## EXERCISE DIRECTIONS
You are to retype exactly the line with "The user's goal involves the orange" and every line after it in the entries below.

## DATA EXCERPTS
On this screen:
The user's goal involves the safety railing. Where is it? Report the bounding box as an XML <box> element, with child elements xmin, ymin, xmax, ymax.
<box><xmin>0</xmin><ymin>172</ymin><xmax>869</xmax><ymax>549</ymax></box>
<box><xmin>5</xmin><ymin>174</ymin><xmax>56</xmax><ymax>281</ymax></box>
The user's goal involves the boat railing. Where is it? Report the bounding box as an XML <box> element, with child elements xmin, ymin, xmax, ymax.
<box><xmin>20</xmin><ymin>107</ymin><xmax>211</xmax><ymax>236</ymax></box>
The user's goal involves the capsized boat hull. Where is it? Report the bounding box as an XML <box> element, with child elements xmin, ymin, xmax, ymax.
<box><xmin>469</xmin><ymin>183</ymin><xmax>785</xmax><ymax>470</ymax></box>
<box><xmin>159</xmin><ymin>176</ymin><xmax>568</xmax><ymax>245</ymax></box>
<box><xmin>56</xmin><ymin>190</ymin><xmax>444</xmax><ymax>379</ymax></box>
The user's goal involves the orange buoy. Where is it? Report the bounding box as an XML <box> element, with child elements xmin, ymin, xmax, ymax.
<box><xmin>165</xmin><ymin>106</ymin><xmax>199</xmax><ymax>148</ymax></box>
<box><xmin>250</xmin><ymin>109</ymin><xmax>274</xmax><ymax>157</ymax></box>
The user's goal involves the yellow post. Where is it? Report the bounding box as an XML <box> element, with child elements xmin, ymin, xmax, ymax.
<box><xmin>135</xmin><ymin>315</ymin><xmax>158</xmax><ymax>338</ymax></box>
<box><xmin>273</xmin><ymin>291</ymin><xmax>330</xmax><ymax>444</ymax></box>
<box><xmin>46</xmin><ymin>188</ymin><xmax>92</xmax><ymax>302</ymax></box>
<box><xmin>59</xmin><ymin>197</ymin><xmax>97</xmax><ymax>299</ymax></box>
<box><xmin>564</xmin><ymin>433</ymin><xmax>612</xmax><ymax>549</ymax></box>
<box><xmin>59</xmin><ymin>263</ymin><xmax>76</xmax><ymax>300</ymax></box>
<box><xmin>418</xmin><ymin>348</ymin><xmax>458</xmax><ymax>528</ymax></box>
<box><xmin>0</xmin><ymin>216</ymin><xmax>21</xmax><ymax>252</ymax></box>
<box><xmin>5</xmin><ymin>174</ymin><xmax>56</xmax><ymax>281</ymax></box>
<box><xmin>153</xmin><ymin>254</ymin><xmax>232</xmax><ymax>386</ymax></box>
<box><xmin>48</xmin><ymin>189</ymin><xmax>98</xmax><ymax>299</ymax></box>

## RESULT
The user's goal involves the orange buoy. Where is it? Report the bounding box as an XML <box> element, with child elements xmin, ymin, xmax, ymax.
<box><xmin>165</xmin><ymin>106</ymin><xmax>199</xmax><ymax>148</ymax></box>
<box><xmin>250</xmin><ymin>109</ymin><xmax>274</xmax><ymax>157</ymax></box>
The user's goal involves the yellow post. Where is it? Report the bounding box as an XML <box> element, with child elements xmin, ymin, xmax, ymax.
<box><xmin>135</xmin><ymin>315</ymin><xmax>158</xmax><ymax>338</ymax></box>
<box><xmin>273</xmin><ymin>291</ymin><xmax>330</xmax><ymax>444</ymax></box>
<box><xmin>46</xmin><ymin>188</ymin><xmax>92</xmax><ymax>302</ymax></box>
<box><xmin>59</xmin><ymin>197</ymin><xmax>97</xmax><ymax>299</ymax></box>
<box><xmin>564</xmin><ymin>433</ymin><xmax>612</xmax><ymax>549</ymax></box>
<box><xmin>59</xmin><ymin>263</ymin><xmax>76</xmax><ymax>300</ymax></box>
<box><xmin>418</xmin><ymin>348</ymin><xmax>458</xmax><ymax>528</ymax></box>
<box><xmin>0</xmin><ymin>216</ymin><xmax>21</xmax><ymax>252</ymax></box>
<box><xmin>5</xmin><ymin>174</ymin><xmax>56</xmax><ymax>281</ymax></box>
<box><xmin>153</xmin><ymin>254</ymin><xmax>232</xmax><ymax>386</ymax></box>
<box><xmin>48</xmin><ymin>189</ymin><xmax>98</xmax><ymax>299</ymax></box>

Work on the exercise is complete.